◆ Brief 1
Pick out every line of the listing that contains the string "patch", and copy each one. Case counts.

◆ Document
Since the thread isn't locked, I'd like to add something.

I'm not trying to bash you but you sound pretty agitated. That's not going to help your pups feel like they can trust you. Shouting NO at them to distract them and then reaching down to grab them is not really going to build trust. Why is the pup so far away from you that you have to shout to distract them? This sounds like a pure management issue. That pup should be right up in your shiz so all you have to do is reach down calmly, scoop him up and take him outside without saying a damn thing. If you are pissed because you have to clean up a mess then when he's done with his business, take him back inside to his area, go back outside and kick your own a$$ because you didn't have that pup on a reliable routine. He should he going out once every hour or be in a crate if you cannot pay him any mind. If he's getting crappy food or is sick then he can't help having the runs either. If he's going out once an hour there's no freakin way he's going to have an accident inside unless he is ill. When he's inside, keep him confined to a room or a play area and keep him occupied until he's ready to doze off. Take that fool out on the town or for a car ride to occupy him, do whatever. Pups shouldn't be inside and awake long enough to piss their pants. That's just my opinion.

Records from a data collection:

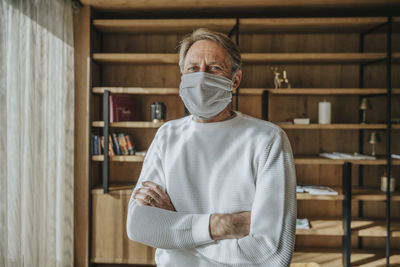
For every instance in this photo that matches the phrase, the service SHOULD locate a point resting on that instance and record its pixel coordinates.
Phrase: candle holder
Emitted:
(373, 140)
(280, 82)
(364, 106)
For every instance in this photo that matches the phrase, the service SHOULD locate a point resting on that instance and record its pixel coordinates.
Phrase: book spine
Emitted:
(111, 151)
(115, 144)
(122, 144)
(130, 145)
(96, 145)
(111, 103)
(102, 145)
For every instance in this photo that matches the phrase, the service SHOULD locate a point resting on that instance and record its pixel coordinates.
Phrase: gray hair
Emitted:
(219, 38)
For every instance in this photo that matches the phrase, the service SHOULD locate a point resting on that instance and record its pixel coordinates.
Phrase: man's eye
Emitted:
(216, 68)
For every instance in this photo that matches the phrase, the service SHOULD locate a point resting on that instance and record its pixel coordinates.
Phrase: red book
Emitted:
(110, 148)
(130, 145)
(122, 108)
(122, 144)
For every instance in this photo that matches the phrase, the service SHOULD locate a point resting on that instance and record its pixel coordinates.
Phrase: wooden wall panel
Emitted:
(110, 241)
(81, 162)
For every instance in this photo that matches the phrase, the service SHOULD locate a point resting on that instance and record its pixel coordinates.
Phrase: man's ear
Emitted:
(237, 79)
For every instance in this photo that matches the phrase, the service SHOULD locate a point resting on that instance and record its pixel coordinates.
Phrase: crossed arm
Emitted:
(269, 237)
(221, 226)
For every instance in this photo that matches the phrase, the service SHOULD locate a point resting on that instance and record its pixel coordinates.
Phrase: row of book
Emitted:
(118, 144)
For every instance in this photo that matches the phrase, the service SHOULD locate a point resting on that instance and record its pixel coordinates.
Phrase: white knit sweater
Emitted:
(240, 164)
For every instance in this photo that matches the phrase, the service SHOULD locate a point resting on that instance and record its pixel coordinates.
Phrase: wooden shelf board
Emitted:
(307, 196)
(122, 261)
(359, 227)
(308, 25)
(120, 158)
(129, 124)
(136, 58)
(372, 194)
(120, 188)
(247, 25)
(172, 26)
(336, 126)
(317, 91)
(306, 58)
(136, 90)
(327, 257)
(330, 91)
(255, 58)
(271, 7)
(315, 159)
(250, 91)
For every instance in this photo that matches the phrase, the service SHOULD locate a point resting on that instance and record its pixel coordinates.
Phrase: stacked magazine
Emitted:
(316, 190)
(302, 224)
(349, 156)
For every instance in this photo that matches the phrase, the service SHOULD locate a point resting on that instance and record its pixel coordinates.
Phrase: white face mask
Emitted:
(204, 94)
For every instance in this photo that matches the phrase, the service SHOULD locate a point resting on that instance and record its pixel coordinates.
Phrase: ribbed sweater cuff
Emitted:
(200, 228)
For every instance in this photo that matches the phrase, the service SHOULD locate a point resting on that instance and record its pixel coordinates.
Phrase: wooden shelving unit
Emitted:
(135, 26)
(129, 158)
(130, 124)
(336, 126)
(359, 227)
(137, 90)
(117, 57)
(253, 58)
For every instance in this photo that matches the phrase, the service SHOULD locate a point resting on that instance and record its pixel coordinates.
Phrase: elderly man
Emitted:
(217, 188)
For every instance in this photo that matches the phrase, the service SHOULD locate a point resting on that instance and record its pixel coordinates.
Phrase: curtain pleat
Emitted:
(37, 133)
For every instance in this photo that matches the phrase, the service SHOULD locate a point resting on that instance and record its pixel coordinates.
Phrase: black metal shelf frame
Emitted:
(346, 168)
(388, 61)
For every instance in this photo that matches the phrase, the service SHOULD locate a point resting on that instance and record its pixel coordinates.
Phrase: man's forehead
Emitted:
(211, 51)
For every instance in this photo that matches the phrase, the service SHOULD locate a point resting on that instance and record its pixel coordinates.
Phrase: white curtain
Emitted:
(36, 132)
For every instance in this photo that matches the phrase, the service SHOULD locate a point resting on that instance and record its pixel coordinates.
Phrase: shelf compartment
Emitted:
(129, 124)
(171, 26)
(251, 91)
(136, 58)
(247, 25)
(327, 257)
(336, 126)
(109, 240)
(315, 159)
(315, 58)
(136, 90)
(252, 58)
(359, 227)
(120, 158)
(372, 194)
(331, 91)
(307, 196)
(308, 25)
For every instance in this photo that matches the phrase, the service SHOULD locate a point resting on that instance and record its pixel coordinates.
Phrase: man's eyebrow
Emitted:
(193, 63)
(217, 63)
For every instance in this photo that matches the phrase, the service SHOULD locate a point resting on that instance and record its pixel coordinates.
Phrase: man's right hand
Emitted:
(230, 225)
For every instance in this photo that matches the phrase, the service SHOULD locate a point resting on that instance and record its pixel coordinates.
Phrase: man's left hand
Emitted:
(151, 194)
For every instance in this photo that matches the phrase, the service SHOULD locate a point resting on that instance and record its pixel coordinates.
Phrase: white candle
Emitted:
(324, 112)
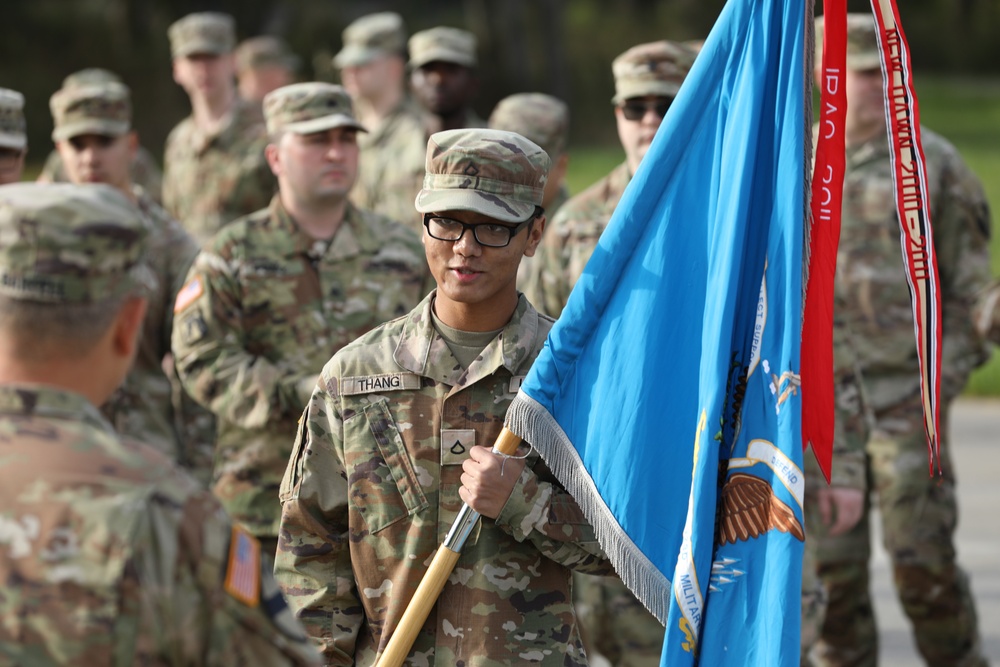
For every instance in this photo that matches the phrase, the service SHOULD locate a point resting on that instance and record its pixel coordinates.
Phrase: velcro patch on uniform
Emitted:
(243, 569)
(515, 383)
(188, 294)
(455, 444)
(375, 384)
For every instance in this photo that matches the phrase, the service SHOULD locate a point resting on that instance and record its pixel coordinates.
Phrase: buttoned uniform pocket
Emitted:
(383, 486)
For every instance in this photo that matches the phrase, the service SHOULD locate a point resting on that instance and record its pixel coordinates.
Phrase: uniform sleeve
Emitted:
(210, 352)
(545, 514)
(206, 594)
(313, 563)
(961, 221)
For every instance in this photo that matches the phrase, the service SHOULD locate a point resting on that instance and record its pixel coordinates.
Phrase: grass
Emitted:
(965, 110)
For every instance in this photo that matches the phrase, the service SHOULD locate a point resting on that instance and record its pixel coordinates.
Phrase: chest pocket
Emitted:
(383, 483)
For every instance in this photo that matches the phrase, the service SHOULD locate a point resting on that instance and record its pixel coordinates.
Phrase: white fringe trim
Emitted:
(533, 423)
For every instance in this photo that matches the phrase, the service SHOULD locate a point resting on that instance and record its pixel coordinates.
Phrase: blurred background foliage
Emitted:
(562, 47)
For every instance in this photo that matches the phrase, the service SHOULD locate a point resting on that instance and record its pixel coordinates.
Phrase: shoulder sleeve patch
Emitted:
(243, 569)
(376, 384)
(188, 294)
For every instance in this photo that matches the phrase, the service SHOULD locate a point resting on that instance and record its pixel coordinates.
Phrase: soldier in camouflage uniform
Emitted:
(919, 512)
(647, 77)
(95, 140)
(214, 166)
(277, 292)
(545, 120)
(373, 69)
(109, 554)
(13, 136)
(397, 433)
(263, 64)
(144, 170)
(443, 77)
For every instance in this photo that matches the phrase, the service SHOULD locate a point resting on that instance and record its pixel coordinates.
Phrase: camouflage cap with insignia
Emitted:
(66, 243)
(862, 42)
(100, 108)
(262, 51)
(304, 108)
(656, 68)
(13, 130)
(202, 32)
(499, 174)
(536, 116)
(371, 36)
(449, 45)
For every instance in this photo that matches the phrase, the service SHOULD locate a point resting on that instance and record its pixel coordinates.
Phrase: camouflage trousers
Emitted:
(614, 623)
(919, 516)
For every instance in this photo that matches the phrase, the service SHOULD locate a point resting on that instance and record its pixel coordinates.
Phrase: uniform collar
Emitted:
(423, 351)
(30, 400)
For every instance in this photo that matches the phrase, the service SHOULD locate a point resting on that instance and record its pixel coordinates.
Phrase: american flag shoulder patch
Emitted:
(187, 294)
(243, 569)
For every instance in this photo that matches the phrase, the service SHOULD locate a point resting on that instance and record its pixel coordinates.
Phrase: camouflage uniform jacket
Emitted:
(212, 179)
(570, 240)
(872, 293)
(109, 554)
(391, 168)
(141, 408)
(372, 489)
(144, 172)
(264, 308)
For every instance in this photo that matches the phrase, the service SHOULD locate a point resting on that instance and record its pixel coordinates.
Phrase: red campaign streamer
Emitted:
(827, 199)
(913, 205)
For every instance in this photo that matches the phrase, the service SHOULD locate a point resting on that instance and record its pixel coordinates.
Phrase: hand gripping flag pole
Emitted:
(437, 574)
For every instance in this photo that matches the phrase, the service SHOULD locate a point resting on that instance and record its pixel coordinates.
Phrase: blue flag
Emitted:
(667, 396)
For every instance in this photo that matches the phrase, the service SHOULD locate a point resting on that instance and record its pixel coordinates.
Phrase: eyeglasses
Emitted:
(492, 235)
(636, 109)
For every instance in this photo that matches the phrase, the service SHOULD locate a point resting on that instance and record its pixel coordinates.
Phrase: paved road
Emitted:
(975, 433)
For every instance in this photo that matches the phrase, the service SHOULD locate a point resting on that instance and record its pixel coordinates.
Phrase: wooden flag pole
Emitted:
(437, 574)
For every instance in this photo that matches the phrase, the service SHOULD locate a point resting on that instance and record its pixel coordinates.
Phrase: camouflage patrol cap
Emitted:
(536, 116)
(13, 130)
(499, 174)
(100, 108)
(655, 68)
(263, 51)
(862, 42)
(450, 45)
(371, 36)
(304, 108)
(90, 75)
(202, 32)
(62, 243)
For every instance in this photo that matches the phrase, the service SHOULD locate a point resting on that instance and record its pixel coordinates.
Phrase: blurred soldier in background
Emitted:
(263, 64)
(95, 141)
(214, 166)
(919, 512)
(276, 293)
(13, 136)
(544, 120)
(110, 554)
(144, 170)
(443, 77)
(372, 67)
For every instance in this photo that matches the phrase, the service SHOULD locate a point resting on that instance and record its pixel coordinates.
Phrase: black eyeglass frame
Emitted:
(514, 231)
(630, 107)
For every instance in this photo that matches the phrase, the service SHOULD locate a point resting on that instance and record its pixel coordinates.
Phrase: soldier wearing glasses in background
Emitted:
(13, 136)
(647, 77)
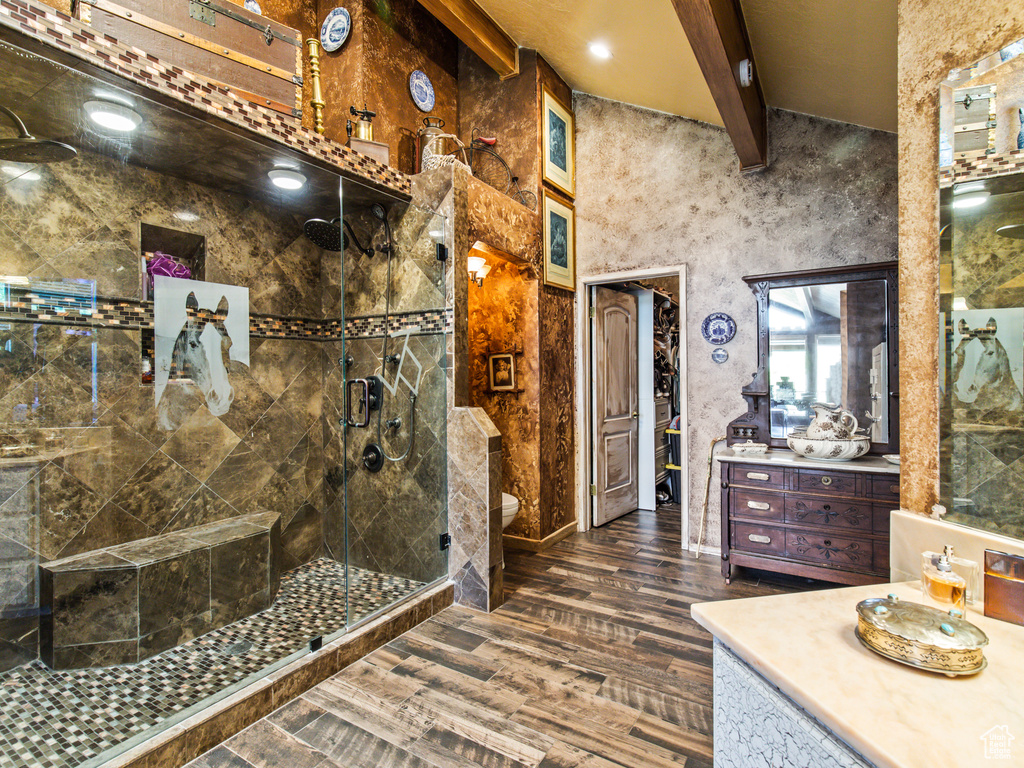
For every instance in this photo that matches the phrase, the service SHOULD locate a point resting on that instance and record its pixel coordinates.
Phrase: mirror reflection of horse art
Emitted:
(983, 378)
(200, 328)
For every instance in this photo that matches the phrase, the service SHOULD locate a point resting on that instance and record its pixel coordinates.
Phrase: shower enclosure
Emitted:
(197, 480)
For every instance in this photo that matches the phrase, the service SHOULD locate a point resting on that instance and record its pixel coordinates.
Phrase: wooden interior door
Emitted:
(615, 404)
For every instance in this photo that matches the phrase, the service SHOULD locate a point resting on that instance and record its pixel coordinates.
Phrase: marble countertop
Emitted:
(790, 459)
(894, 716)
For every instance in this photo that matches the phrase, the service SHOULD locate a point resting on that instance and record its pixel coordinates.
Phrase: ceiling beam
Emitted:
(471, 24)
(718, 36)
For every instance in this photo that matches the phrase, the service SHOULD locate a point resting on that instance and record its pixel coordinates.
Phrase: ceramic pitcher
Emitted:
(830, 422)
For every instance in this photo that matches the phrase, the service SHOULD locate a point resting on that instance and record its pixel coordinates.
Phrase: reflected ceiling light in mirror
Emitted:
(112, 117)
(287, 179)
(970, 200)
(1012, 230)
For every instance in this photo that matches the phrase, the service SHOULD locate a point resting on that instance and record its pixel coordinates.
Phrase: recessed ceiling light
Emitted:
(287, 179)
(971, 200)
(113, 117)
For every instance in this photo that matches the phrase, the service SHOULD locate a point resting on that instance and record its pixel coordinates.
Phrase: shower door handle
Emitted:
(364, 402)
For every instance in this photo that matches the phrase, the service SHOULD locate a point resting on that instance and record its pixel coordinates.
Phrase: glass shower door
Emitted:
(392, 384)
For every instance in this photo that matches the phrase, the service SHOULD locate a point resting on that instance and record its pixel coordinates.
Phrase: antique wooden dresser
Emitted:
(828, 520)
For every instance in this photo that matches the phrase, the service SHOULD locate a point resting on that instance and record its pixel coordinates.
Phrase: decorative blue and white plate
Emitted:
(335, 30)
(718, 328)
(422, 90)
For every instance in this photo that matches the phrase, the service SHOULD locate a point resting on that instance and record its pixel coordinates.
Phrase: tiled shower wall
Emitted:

◆ Brief 2
According to the forum post, how often should the pup be going out?

◆ Problem solution 1
Phrase: velcro patch on uniform
Phrase: shoulder sleeve patch
Phrase: american flag shoulder patch

◆ Problem solution 2
Once every hour.